New UCI hospital OKd
Regents approve spending $371 million to replace the aging medical center in Orange.
By MAYRAV SAAR
THE ORANGE COUNTY REGISTER
The UC Board of Regents voted unanimously on Thursday to give UCI Medical Center the green light for its planned $371 million hospital.
A 221-bed, seven-story glass and brick structure will replace the 30-year-old gray-white building that had once served as the county hospital. The medical center's newer main hospital tower, with its 105 beds, will remain, as will the 84-bed neuro psychiatric center.
"We are all very excited about the UCI Medical Center. With its proximity to the biomedical industry, the hospital needs to be continually moving forward," UC Regent Joanne Kozberg said.
UC Irvine officials said they hope the new building project will go a long way toward the university's goal of establishing a first-rate education and research facility.
"We see ourselves now as the institution that provides highly specialized care to anyone in the region who is in need of the expertise of our faculty," said Dr. Ralph Cygan, CEO of UCI Medical Center.
Although the regents were expected to vote for the hospital's construction cost plans, local philanthropists called the decision "a celebration."
"I'm so excited about this," said Thomas Tierney, who along with his wife, Elizabeth, co-chairs the fund-raising campaign for the new hospital building. UCI has received $18 million of the $50 million that it hopes to get in private donations.
"This heralds the arrival of a brilliant new era of health care in Orange County," Tierney said. "There is no reason to ever leave Orange County" for specialty care.
A state law requiring hospitals to seismically upgrade is forcing medical centers throughout California to rebuild or renovate. In Orange County, the UCI project is one of several, including a $200 million project at Hoag Memorial Hospital Presbyterian in Newport Beach and St. Joseph Hospital's $132 million patient-care center in Orange.
But UCI's campaign was part of a larger plan to shake its old image as a county hospital. Last year, the state set aside $600 million to seismically upgrade the five University of California hospitals, $235 million of which was dedicated to UCI.
The new medical center will feature a glass elevator shaft to rival the nearby Crystal Cathedral and private hospital rooms big enough to allow 12 residents to follow a doctor on her rounds.
Window seats in each room pull out into a bed for family members to stay with patients.
Thirteen new operating rooms will be built, including one robotic operating room and up to five "minimally invasive" operating rooms.
The new building will take the place of an old building deemed potentially unsafe in a major earthquake.
That building will be demolished in 2009 after construction is finished.
A second main Medical Center building will be retrofitted to improve its earthquake safety, officials said.
Altogether, the new UCI Medical Center would have 377 beds and room for 30 more later. It currently has 391 beds.
The project is slated to include road and parking enhancements, and a new emergency ambulance entrance.
Funding for the project would come from a variety of sources:
$235 million in lease/revenue bonds.
$62,920,000 in loans.
$5,509,000 from hospital reserves.
$20,791,000 in equipment leasing.
$47,500,000 from private donors.
To that end, donors and philanthropists are trying to get the word out about UCI Medical Center's new plans.
"We believe this will bring new academic medical services and the latest in high- tech and science discoveries to the county," said Timothy Strader, vice president of the Irvine Health Fund, which kicked off the industry campaign for the new hospital with a $1 million grant last year. "This is the kind of community facility that is long overdue in Orange County."

Problem set:
**A.** Using the UCI hospital article, explain in one to three sentences why the 30-year-old gray-white building is being replaced.
**B.** Reproduce word for word the stretch of the UCI hospital article from "The project is" through "in lease/revenue bonds.".
None of the records relate to the UCI hospital article.

Data under study:
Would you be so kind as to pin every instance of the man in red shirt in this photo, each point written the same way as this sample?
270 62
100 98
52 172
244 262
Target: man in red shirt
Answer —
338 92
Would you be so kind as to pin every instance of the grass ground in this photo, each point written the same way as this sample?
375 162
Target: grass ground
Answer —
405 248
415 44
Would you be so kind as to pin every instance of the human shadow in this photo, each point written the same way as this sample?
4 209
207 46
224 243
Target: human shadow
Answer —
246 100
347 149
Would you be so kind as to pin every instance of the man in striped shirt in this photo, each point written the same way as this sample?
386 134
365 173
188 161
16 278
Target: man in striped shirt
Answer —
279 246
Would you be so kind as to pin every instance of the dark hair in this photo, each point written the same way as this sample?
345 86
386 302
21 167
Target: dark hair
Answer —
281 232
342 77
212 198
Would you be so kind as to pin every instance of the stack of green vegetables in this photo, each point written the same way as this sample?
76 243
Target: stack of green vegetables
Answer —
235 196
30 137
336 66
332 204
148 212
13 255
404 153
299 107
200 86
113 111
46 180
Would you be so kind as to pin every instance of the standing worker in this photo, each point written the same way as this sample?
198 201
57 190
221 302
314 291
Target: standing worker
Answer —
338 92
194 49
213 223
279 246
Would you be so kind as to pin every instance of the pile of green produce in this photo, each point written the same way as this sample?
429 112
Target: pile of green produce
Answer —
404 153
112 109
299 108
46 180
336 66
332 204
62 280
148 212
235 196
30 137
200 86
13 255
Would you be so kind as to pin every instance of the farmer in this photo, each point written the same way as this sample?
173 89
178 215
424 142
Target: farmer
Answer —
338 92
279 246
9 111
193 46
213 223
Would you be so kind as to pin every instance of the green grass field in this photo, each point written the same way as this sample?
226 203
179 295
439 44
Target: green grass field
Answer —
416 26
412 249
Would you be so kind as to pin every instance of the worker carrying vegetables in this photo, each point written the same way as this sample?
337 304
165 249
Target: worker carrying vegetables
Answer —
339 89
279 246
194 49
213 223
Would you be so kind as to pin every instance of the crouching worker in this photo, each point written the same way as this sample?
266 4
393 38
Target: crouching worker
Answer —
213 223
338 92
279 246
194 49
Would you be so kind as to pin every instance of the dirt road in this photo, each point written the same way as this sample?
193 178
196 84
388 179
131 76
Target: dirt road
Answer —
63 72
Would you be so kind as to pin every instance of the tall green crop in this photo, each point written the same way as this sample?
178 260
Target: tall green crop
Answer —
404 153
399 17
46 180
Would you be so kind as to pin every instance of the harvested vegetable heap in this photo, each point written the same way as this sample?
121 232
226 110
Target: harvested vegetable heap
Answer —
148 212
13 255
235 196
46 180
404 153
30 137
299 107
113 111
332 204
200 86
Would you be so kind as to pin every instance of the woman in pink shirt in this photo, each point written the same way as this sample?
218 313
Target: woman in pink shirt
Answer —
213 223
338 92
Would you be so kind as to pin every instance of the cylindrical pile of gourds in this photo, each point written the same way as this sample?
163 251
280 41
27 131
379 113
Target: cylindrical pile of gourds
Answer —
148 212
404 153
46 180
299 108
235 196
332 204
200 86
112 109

Set of answers:
**A.** The old building was deemed potentially unsafe in a major earthquake. A state law requiring hospitals to seismically upgrade is forcing medical centers throughout California to rebuild or renovate.

**B.**
The project is slated to include road and parking enhancements, and a new emergency ambulance entrance.
Funding for the project would come from a variety of sources:
$235 million in lease/revenue bonds.